> **Task description**
Copy the following items word for word, keeping every line as it appears.

> **Data for processing**
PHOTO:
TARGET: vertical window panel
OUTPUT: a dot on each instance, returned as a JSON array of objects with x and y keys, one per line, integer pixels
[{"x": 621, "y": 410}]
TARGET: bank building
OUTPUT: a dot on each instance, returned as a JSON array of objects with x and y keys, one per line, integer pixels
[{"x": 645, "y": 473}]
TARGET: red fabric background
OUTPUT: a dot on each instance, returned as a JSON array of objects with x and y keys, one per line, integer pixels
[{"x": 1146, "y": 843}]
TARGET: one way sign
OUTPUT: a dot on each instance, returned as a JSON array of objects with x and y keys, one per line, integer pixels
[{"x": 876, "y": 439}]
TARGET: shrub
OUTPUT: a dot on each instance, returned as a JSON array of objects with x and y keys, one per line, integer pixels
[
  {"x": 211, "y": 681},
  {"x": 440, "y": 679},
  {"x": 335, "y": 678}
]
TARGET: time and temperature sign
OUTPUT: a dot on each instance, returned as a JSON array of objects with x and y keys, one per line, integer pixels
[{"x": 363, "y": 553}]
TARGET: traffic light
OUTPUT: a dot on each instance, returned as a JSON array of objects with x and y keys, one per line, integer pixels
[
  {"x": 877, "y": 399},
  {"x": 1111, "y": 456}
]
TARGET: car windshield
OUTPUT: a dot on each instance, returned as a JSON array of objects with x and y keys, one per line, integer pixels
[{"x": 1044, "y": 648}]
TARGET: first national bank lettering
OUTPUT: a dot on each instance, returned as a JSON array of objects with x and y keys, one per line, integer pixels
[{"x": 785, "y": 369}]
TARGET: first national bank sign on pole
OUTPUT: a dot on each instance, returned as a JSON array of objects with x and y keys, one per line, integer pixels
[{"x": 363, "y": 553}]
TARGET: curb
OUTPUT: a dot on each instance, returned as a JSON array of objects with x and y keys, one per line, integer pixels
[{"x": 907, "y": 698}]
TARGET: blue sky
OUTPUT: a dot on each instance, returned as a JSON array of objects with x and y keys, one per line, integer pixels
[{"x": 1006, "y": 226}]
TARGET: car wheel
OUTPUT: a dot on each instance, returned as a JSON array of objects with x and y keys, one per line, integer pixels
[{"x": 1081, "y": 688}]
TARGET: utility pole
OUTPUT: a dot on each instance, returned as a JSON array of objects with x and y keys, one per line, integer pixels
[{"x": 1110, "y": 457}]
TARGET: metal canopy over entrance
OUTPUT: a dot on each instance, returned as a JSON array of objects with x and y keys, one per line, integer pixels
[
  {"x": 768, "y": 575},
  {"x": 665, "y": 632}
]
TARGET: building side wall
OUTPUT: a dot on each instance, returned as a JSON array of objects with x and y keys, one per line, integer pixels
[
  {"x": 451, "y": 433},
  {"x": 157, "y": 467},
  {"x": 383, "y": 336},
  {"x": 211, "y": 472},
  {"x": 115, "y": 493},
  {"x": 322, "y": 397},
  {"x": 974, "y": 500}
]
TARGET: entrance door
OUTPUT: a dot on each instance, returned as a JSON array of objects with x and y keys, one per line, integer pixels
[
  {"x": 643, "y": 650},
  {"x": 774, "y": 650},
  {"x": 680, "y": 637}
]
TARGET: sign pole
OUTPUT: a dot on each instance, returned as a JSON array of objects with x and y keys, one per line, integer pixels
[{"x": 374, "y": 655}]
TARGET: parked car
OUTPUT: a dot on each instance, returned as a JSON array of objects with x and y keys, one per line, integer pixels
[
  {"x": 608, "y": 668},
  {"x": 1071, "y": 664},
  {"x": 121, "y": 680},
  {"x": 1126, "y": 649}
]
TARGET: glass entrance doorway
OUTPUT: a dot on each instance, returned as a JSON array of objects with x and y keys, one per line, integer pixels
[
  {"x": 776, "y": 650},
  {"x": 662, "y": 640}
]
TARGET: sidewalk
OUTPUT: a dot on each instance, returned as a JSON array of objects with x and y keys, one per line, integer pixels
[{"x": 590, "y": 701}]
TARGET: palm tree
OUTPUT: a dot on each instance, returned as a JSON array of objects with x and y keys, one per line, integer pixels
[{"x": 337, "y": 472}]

> **Solution to the problem**
PHOTO:
TARGET: vertical window panel
OUTPUT: a dot on each instance, returned as a JSON array of objects with x and y keys, one per line, integer pixels
[{"x": 621, "y": 410}]
TARGET: bank building
OUTPUT: a dot on each instance, returned as a JSON array of objects with x and y keys, one per line, integer pixels
[{"x": 645, "y": 473}]
TARGET: red fabric background
OUTPUT: a dot on each instance, returned as a JSON array of objects with x and y keys, one per line, integer pixels
[{"x": 1146, "y": 843}]
TARGET: one way sign
OUTPUT: a dot on each instance, returned as a JSON array of objects with x and y keys, one per line, integer pixels
[{"x": 876, "y": 439}]
TARGET: shrub
OUTPUT: a dot on each instance, returned as a JSON array of objects with x and y keys, one per line, integer pixels
[
  {"x": 211, "y": 681},
  {"x": 440, "y": 679},
  {"x": 335, "y": 678}
]
TARGET: time and temperature sign
OUTPUT: a dot on each instance, returned as a JSON array of objects with x and y keys, one per line, integer pixels
[{"x": 363, "y": 553}]
TARGET: traffic light
OUTPUT: a dot on each instance, returned as a JSON array of objects with x and y keys, one per line, integer pixels
[
  {"x": 877, "y": 399},
  {"x": 1111, "y": 456}
]
TARGET: car windshield
OUTPUT: a dot on each instance, returned as a JSON array of objects with x and y keys, one per line, integer pixels
[{"x": 1044, "y": 648}]
TARGET: first national bank lettering
OUTPUT: a dot on each instance, returned as a JSON array of objects with x and y keys, one per line, integer pixels
[{"x": 785, "y": 369}]
TARGET: first national bank sign on pole
OUTPUT: a dot on each instance, returned as a JSON array of objects with x and y keys, one per line, integer pixels
[{"x": 363, "y": 553}]
TARGET: curb
OUTPUT: a dot on each instance, returned as a JSON array of objects with x and y keys, one per line, integer pixels
[{"x": 907, "y": 698}]
TARGET: blue sky
OUTPUT: a dot on each instance, returned as a JSON array of objects with x and y keys, one per line, integer pixels
[{"x": 1006, "y": 226}]
TARGET: car wheel
OUTPUT: a dot on each instance, returned as a JSON array of objects with x and y keys, one per line, integer pixels
[{"x": 1081, "y": 688}]
TARGET: utility pole
OUTPUT: a dot on each instance, returned as a JSON array of objects with x and y keys, one per line, integer pixels
[{"x": 1110, "y": 457}]
TARGET: metal canopy over entrance
OUTPUT: a dot on each instance, returned as a JSON array of objects with x and y keys, one per line, integer pixels
[
  {"x": 768, "y": 575},
  {"x": 665, "y": 632}
]
TARGET: building side wall
OUTPUT: a dot on each instance, returned as a JSON array of objects with x and y keys, one per line, integer pixels
[
  {"x": 451, "y": 433},
  {"x": 157, "y": 467},
  {"x": 383, "y": 336},
  {"x": 211, "y": 472},
  {"x": 115, "y": 493},
  {"x": 322, "y": 397},
  {"x": 974, "y": 500}
]
TARGET: entrance door
OUTPUT: a dot on each instance, returned as a JSON array of objects with x and y keys, one per line, integer pixels
[
  {"x": 643, "y": 650},
  {"x": 774, "y": 650},
  {"x": 680, "y": 637}
]
TARGET: sign pole
OUTPUT: a dot on each instance, returned as a JSON array of objects with x and y keys, one per line, integer pixels
[{"x": 374, "y": 655}]
TARGET: parked car
OUTPUT: a dot on each instance, returned as a JSON array of objects with x and y keys, one per line, integer pixels
[
  {"x": 608, "y": 668},
  {"x": 1071, "y": 664},
  {"x": 121, "y": 680},
  {"x": 1126, "y": 649}
]
TARGET: glass entrance doorway
OUTPUT: a dot on each instance, returned as a JSON array of objects with x and y keys, one per line, integer pixels
[
  {"x": 776, "y": 650},
  {"x": 662, "y": 640}
]
TARGET: sidewalk
OUTPUT: a dot on each instance, returned as a JSON array of objects with x and y keys, one per line, integer pixels
[{"x": 590, "y": 701}]
TARGET: palm tree
OUTPUT: a dot on each instance, returned as a JSON array of objects with x and y keys, one per line, integer pixels
[{"x": 337, "y": 472}]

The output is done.